Text to read:
· · · · · · ·
The Secretary of Defense in his October 1993 bottom-up review determined that production of the Seawolf class submarine would cease with the third submarine, and that the Navy should develop and build a new attack submarine as a more cost-effective follow-on to the Seawolf class, with construction beginning in fiscal year 1998 or 1999 at Electric Boat. The New Attack Submarine is the first U.S. submarine to be designed for battlespace dominance across a broad spectrum of regional and littoral missions as well as open-ocean, "blue water" missions. The program design goal is to produce a submarine flexible enough to carry out seven very different missions:

The New Attack Submarine is designed for multi-mission operations and enhanced operational flexibility. SEAWOLF (SSN-21)-Class quieting has been incorporated in a smaller hull while military performance has been maintained or improved. Compared with the Seawolf, the NSSN is slower, carries fewer weapons, and is less capable in diving depth and arctic operations. On the other hand, the NSSN is expected to be as quiet as the Seawolf, will incorporate a vertical launch system and have improved surveillance as well as special operations characteristics to enhance littoral warfare capability. While the 688-I submarines are noisier than the improved Russian Akula class, the Seawolf is quieter than Akula and the upcoming Russian SSN-P-IX class. The primary design driver for the NSSN is acoustic quietness equal to that of the Seawolf, even at the cost of reducing maximum top speed. With a focus on the littoral battlespace, the New Attack Submarine has improved magnetic stealth, sophisticated surveillance capabilities, and Special Warfare enhancements.

Operating in the shallow waters of littoral areas imposes a different accoustic environment for which previous submarinen classes were optimized. As reported in ONR Ocean Science and Engineering Newsletter # 2 (Feb. 1997) it is well known that as a result of the selective frequency effect of the shallow-water sound channel, a band of frequencies exist in which the propagation is enhanced (i.e., the transmission loss is relatively small). This "optimum frequency" regime arises from the combined effect of the volume attenuation at the higher frequencies and the loss due to interaction with the sea bottom at the lower frequencies.

Because of the proximity of the boundaries in shallow water, multipath transmission and multi-angle scattering from the sea bottom are concomitant characteristics of shallow-water acoustic reverberation. Consequently, long-range reverberation in shallow water is far more complex than the deep-water case. Because of interaction with the bottom, long range sound propagation in shallow water is characterized by separation of the constituent modes as a result of the differences in modal group velocities. This results in elongated, low amplitude signals. Further, because of the non-uniform effects of the interaction--e.g., the higher-angle modes suffer greater attenuation--only several modes may be needed to characterize the sound field. Hence, mode filtering is a useful approach for investigating multipath fields in shallow water.
· · · · · · ·
Dataset content:
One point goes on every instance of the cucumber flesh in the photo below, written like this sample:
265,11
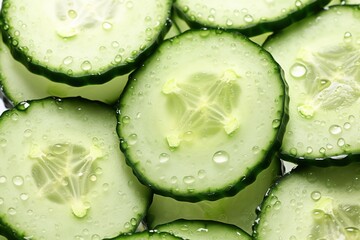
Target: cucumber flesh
312,203
319,56
188,117
83,42
203,230
62,174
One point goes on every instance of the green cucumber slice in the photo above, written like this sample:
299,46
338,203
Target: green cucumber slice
148,235
249,17
203,230
320,58
20,85
239,210
83,42
62,174
203,116
312,203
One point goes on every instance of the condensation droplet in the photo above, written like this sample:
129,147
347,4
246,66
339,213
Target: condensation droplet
18,180
248,18
106,25
335,129
164,157
298,70
221,157
132,139
86,66
68,60
189,179
315,195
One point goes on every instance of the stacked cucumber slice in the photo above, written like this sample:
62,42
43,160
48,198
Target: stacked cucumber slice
173,119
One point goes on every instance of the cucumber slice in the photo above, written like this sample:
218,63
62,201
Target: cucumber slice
203,115
238,210
148,235
83,42
203,230
249,17
62,173
313,203
20,85
320,58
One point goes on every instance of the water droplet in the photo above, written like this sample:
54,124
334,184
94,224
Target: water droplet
298,70
68,60
164,157
276,123
189,179
347,125
248,18
201,174
335,129
132,139
27,133
306,111
298,3
86,66
293,151
118,58
106,25
315,195
72,14
347,37
24,196
341,142
125,119
221,157
18,180
3,179
11,211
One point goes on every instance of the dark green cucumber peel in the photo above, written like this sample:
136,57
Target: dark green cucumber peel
263,27
242,182
76,81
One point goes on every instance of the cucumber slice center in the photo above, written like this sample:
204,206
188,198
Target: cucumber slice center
330,78
73,16
334,221
64,173
201,101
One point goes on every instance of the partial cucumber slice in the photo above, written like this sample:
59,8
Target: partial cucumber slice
239,210
320,58
62,175
313,203
83,42
203,116
249,17
148,235
19,84
203,230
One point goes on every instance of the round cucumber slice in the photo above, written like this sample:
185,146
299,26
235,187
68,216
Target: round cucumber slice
249,17
19,84
63,175
312,203
320,59
203,115
239,210
203,230
148,235
83,42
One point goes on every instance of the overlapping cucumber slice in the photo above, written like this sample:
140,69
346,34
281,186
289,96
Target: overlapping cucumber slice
313,203
251,18
62,174
203,116
83,42
320,59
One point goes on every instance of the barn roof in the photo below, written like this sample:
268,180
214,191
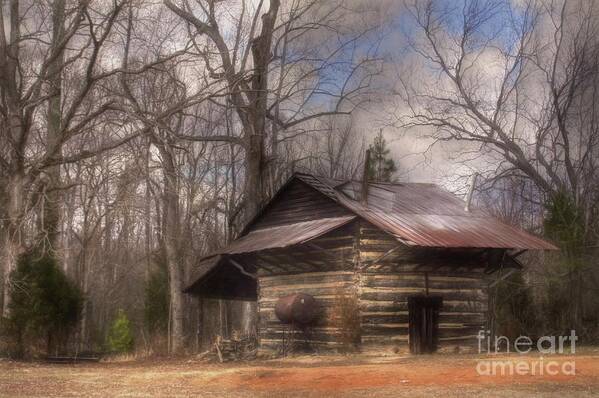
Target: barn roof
284,235
415,214
426,215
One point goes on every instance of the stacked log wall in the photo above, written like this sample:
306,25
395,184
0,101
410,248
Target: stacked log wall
385,285
324,269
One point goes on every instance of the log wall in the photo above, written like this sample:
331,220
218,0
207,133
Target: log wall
360,259
325,287
385,285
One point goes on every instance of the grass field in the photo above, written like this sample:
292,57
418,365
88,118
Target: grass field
434,375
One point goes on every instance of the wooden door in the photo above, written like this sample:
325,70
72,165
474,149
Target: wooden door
423,323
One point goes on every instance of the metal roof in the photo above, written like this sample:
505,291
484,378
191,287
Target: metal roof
427,215
284,235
· · · · · · ·
Stated problem 1:
According to the submarine text, what is the primary design driver for the NSSN?
Stated problem 2:
Update the submarine text from "Operating in the" up to and including "the lower frequencies.", putting "volume absorption" in place of "volume attenuation".
Stated problem 3:
Write what comes next in the text on the New Attack Submarine.
The rows have no connection to the submarine text.

Result 1:
Acoustic quietness equal to that of the Seawolf, even at the cost of reducing maximum top speed.

Result 2:
Operating in the shallow waters of littoral areas imposes a different accoustic environment for which previous submarinen classes were optimized. As reported in ONR Ocean Science and Engineering Newsletter # 2 (Feb. 1997) it is well known that as a result of the selective frequency effect of the shallow-water sound channel, a band of frequencies exist in which the propagation is enhanced (i.e., the transmission loss is relatively small). This "optimum frequency" regime arises from the combined effect of the volume absorption at the higher frequencies and the loss due to interaction with the sea bottom at the lower frequencies.

Result 3:
The spatial structure of the accoustic signal in the waveguide formed by the surface and bottom in shallwo water is significantly different from the that in the free field of deep water. Hence, due to modal interference in a waveguide, conventional beamforming techniques cannot be used. Several on mode filtering methods are possible source ranging and depth estimation in the shallow water wave guide. Signals of several modes may be separated, and after correction for arrival time and phase, these filtered normal modes may be recombined to obtain a compressed and enhanced signal.

In some shallow water regions very strong and sharp summer thermoclines exist, and are accompanied by conspicuous internal waves. Anomalous attenuation of sound between 300 Hz and 1200 Hz is associated with these conditions, with very large variations (as much as 30 dB at some frequencies) in the frequency response of the transmission loss. These abnormally large attenuation can be attributed to internal wave-induced acoustic mode coupling. In particular, the internal waves cause a transfer of energy into the higher-order modes, which, since they interact more with the lossy bottom, leads to a frequency-dependent energy loss (or attenuation) in the sound wave.

Los Angeles Seawolf NSSN
Length: 360 feet (110 meters) 353 feet (108 meters) 377 ft. (115 m)
Beam: 33 feet (10 meters) 40 ft. (12.2 m) 34 ft. (10.4 m)
Submerged displacement (long tons): 6,900 9,100 7,800
Submerged speed: 25+knots 25+knots 25+knots
Depth: 800+ ft. (250 m) 800+ ft. (250 m) 800+ ft. (250 m)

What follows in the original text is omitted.